** What this task involves **
An exact copy of every record, without the pictures, is what should come back.
----- Material to process -----
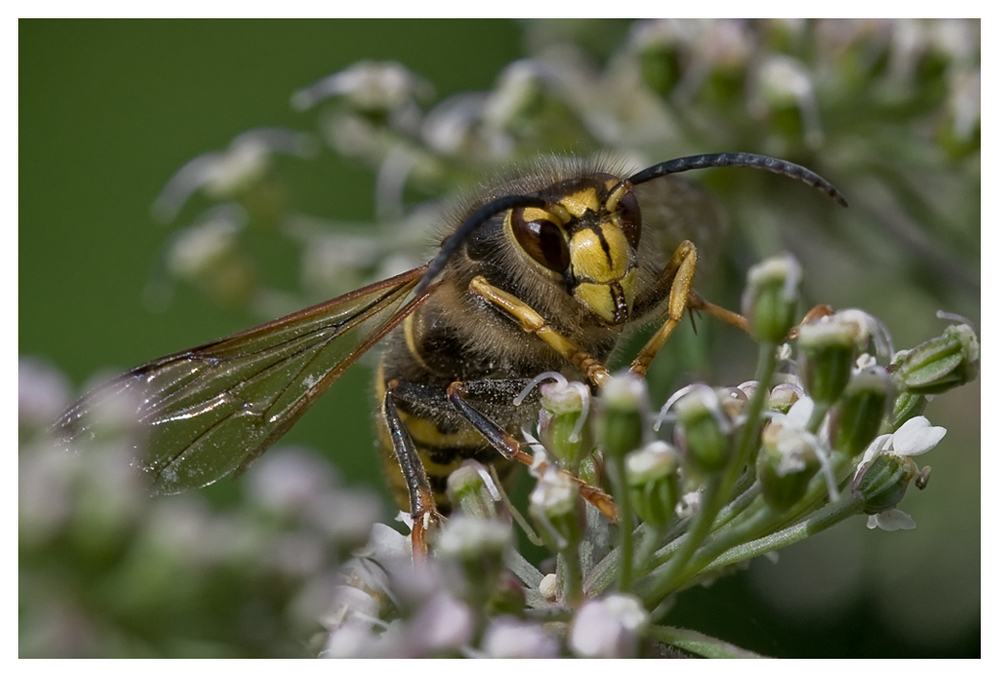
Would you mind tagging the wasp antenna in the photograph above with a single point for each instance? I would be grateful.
(473, 222)
(740, 159)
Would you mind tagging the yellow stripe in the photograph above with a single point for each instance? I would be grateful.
(411, 343)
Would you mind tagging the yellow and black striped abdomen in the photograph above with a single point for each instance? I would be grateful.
(442, 450)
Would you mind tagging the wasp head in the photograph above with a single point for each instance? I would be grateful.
(586, 235)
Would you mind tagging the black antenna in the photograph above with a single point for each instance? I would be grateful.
(739, 159)
(474, 221)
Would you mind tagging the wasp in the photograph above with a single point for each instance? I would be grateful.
(544, 271)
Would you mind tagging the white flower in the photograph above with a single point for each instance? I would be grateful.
(916, 436)
(609, 627)
(508, 638)
(891, 520)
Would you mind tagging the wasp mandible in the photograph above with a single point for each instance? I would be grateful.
(544, 271)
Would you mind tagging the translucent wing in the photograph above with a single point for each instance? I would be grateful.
(214, 409)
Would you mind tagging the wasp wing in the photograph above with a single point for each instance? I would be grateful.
(214, 409)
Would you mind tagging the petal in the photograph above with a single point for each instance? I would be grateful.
(799, 413)
(916, 436)
(892, 520)
(877, 446)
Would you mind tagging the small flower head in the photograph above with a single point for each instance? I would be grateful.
(787, 462)
(653, 482)
(886, 469)
(609, 628)
(555, 504)
(830, 347)
(561, 424)
(620, 424)
(703, 429)
(471, 489)
(940, 364)
(862, 408)
(771, 298)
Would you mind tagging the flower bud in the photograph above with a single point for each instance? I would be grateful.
(704, 428)
(620, 425)
(882, 482)
(469, 539)
(561, 422)
(609, 628)
(860, 414)
(771, 298)
(829, 346)
(786, 464)
(555, 504)
(652, 477)
(783, 396)
(940, 364)
(468, 490)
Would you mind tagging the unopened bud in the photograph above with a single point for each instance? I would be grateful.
(555, 504)
(940, 364)
(561, 425)
(783, 397)
(468, 490)
(829, 346)
(609, 628)
(469, 539)
(704, 429)
(859, 416)
(652, 477)
(786, 464)
(882, 482)
(771, 298)
(620, 425)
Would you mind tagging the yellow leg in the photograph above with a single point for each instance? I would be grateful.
(680, 272)
(533, 322)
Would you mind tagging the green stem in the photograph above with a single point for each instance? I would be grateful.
(699, 643)
(719, 487)
(821, 520)
(626, 523)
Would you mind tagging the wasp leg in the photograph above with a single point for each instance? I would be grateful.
(423, 509)
(533, 322)
(459, 392)
(674, 283)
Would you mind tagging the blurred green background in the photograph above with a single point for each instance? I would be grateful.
(109, 110)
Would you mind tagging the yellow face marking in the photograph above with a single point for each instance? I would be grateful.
(411, 343)
(591, 262)
(580, 202)
(535, 214)
(602, 298)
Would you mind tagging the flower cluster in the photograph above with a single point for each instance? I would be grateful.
(715, 477)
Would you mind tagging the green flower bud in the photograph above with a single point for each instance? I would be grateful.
(653, 481)
(470, 540)
(467, 490)
(621, 422)
(940, 364)
(859, 416)
(783, 396)
(829, 346)
(561, 423)
(786, 464)
(882, 482)
(771, 298)
(555, 504)
(704, 428)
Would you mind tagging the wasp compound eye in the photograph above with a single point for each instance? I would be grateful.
(541, 238)
(630, 218)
-----
** Solution to the problem **
Would you mind tagging the wasp antenna in the photograph above with a single point for each instance? I would be grateful.
(473, 222)
(740, 159)
Would you mind tagging the yellow stripe in the photograph above with a single point for each instance? I would be grateful.
(411, 343)
Would you mind tagging the yellow and black striped abdomen in the photograph above with a single point for each instance? I would be grateful.
(442, 450)
Would you mind tagging the wasp head in the photograph above with a single point for each instance? I would be grateful.
(586, 235)
Would you mind tagging the black antenna in the photograph above with a single point for each instance? I would be grateful.
(739, 159)
(474, 221)
Would you mind tagging the wasp in the photograph above with a single point for each instance? I would be grateful.
(544, 271)
Would you mind tagging the white flower in the photograph above with a single point for each instance? I would be grateful.
(916, 436)
(609, 627)
(508, 638)
(891, 520)
Would you mind tagging the wasp mandible in the photograph above with a single point for each instance? I would be grateful.
(544, 271)
Would you mind tagging the translucent wing in the photograph above with a single point for each instance? I would be grateful.
(214, 409)
Would you mind tagging the wasp wing in the photograph above with a single point for each instance? I would be grateful.
(214, 409)
Would you mind tagging the petal in the photograph above with a single point for each instance? I would be grateful.
(799, 413)
(916, 436)
(892, 520)
(877, 446)
Would you mind tagging the small flower head in the photograph above with a single point for each instance? I would be grateful.
(787, 462)
(653, 482)
(886, 469)
(609, 628)
(555, 504)
(830, 347)
(561, 424)
(620, 424)
(703, 429)
(471, 489)
(940, 364)
(862, 408)
(771, 298)
Would you mind tagging the flower bud in the photograph above with a single point for each instance? I would be grateful.
(704, 428)
(620, 425)
(882, 482)
(469, 539)
(561, 422)
(609, 628)
(860, 414)
(771, 298)
(829, 346)
(786, 464)
(555, 504)
(652, 477)
(783, 396)
(940, 364)
(468, 490)
Would you mind tagging the unopened bud in the photograph above with a single point for each instance? I would be grateful.
(555, 504)
(940, 364)
(561, 425)
(783, 397)
(468, 490)
(829, 346)
(609, 628)
(469, 539)
(704, 429)
(859, 416)
(652, 477)
(786, 464)
(882, 482)
(771, 298)
(620, 425)
Would you mind tagging the yellow leg in the photograph above with a single point for each instance? I would be grateful.
(680, 272)
(533, 322)
Would you mind tagging the green stem in the photograph above with a single point for each instance? I would be grateful.
(699, 643)
(719, 487)
(821, 520)
(626, 523)
Would you mind tagging the wasp leg in the photograph above with a single point for each instance? I would be grateful.
(423, 509)
(533, 322)
(459, 392)
(674, 283)
Would you mind tagging the blurred green background in the photograph above with a single point for each instance? I would be grateful.
(109, 110)
Would you mind tagging the yellow face marking in the photograph above with a single point for each instance? I would be grateful.
(411, 343)
(591, 262)
(580, 202)
(535, 214)
(602, 298)
Would you mind tagging the flower cluster in the photograph above with a single point for each instance? I would be grateful.
(715, 477)
Would you mind tagging the green flower bud in the photograph above with a single point for each instance? I would be grateful.
(653, 481)
(470, 540)
(467, 490)
(621, 422)
(940, 364)
(859, 416)
(783, 396)
(829, 346)
(561, 423)
(786, 464)
(882, 482)
(771, 298)
(555, 504)
(704, 428)
Would you mind tagging the wasp compound eye in the photograph above with a single point for each instance? I would be grateful.
(541, 238)
(630, 218)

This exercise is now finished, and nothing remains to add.